━━ PROVIDED ENTRIES
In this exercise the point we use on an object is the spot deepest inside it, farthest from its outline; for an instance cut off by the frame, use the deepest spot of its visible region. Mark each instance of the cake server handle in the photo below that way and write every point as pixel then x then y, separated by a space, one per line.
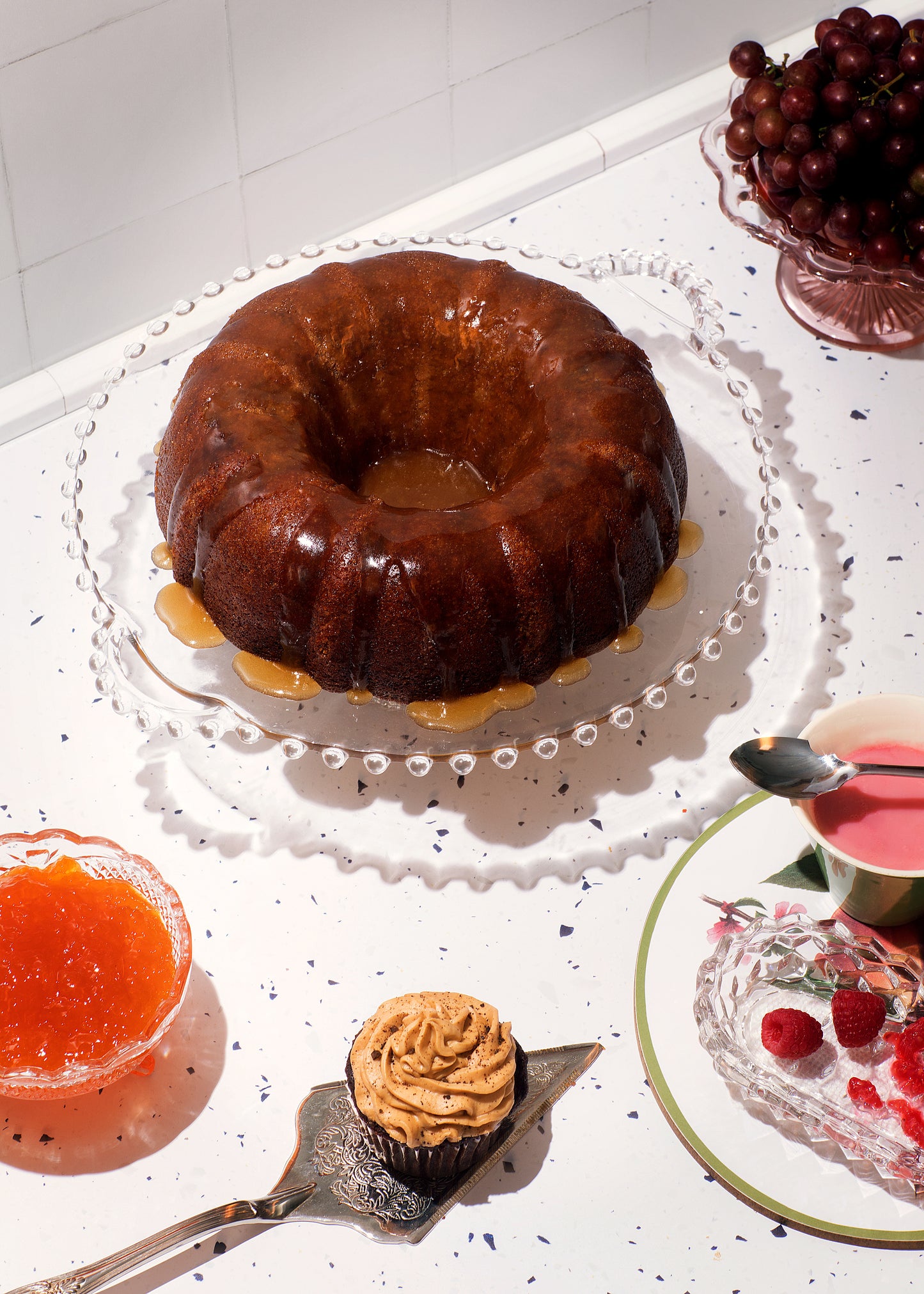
pixel 270 1209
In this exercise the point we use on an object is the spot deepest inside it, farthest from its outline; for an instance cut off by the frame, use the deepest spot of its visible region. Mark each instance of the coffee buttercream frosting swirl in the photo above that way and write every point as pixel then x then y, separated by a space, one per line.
pixel 434 1066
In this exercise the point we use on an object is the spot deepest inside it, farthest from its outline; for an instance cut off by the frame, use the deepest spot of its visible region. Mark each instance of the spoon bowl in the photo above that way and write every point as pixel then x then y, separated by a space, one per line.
pixel 788 766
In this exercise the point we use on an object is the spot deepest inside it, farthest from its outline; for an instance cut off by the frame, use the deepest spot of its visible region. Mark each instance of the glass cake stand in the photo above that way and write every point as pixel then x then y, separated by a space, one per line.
pixel 821 285
pixel 152 677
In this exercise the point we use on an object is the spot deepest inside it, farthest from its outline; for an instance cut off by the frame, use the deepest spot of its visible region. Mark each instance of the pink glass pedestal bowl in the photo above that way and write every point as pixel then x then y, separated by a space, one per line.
pixel 822 287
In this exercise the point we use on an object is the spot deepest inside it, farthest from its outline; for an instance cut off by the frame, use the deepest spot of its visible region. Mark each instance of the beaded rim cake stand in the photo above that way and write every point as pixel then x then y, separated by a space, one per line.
pixel 132 679
pixel 825 290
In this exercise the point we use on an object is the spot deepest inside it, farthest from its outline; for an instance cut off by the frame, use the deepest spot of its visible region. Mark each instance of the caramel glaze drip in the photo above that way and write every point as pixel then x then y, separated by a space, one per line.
pixel 670 589
pixel 185 617
pixel 630 640
pixel 690 539
pixel 272 679
pixel 554 409
pixel 465 713
pixel 571 672
pixel 423 478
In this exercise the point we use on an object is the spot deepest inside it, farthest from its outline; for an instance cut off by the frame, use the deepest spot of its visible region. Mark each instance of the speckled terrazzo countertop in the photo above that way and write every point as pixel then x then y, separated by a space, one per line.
pixel 307 913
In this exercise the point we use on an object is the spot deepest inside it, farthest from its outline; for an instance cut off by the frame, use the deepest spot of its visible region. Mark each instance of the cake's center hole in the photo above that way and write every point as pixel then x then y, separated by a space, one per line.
pixel 423 478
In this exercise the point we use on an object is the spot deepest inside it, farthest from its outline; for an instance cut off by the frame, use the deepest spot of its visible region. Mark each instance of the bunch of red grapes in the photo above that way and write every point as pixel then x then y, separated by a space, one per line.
━━━━
* **EXERCISE GOAL**: Transcribe every item above word for word, leaving out any pictures.

* **EXERCISE SOLUTION**:
In this exercise the point we use on an object is the spot deepest inside it, farthest from its outline; for an instance cut off by the frame, use the deepest spot of its visible region. Mark each instance of the cake server handle in the photo below that way and write every point as pixel then x then y, separated by a space, one per line.
pixel 270 1209
In this exercise the point we use on an object is the spot deepest inside it, farthest from its outline; for an instance cut off by the frame, use the deepest spot of its visible region. Mark each instance of the coffee buttercream frosting swirl in the photo above that way and write every point as pixel then x then y, separated by a space, one per line.
pixel 434 1066
In this exercise the point we use on an object is the spot deepest inside it, farthest from its outline; for an instance cut off by the frame, use the deepest spot of its visible region. Mark each instance of the spoon bowl in the photo above that way and write every point as pixel then x then y, separated by a space, one per line.
pixel 788 766
In this exercise the point we use on an object is the spot deepest inside it, farthest from its outline; for an instance cut off by the frame, use the deepest spot of its visible region. Mark each instance of the glass cake stand in the photo above that way and write every point as pixel then x then y, separated by a space, one per line.
pixel 821 285
pixel 152 677
In this exercise the point we use on an object is the spot deepest inside it, farthest from its outline; for an instance cut off by the frame, use the deepest spot of its visible region. Mark each instance of the pink glass pedestal bowl in the photo above that way and write every point as pixel then x then y, separated by a space, one per line.
pixel 822 287
In this exercise the point we use on an object is the spot deepest inside it, farthest from its outline; for an instance cut off by the frame, use the deepest spot of its visible region. Mark each instance of the beaded rim cake stand in the photo above that way and write every point as pixel then x then y, separated by a space, one per line.
pixel 132 679
pixel 825 290
In this exercise the point we use on an object is the spot deepest inside it, farthest from its outline; for an instance cut off by the frame, use the deepest spot of its visible region. Mark each instance of the caramel glaze drip in the photo above that way and write every point as pixel then x then y, separated by a space, one per line.
pixel 670 589
pixel 185 617
pixel 630 640
pixel 690 539
pixel 272 679
pixel 554 409
pixel 465 713
pixel 571 672
pixel 423 478
In this exercise the point we use on an object is the spot deepest inside it, farthest from its outline; for an instance cut off by the frame, use the deepest spot of its visible region. Mark each instance of the speckled terrazzo countertop in the photo above that way and write every point as pixel then x then y, separated by a space, one per line.
pixel 307 913
In this exercise the point we use on an object is the spot deepest inside it, farthest from its outline; for an instance cut off by the frame, use the deepest spot of its visible region. Mark each instance of the cake's center hole in the photo above that way and write every point as pixel then x then y, separated by a space, one per line.
pixel 423 478
In this exercise the point we use on an object is the spot deepest inside it, farthest from its outline; for an instance cut off by the frame, use the deepest spot of its visible region. Mark each instance of the bunch of red grapes in the photo above that way and write every point as pixel then x then y, separated by a space, one per line.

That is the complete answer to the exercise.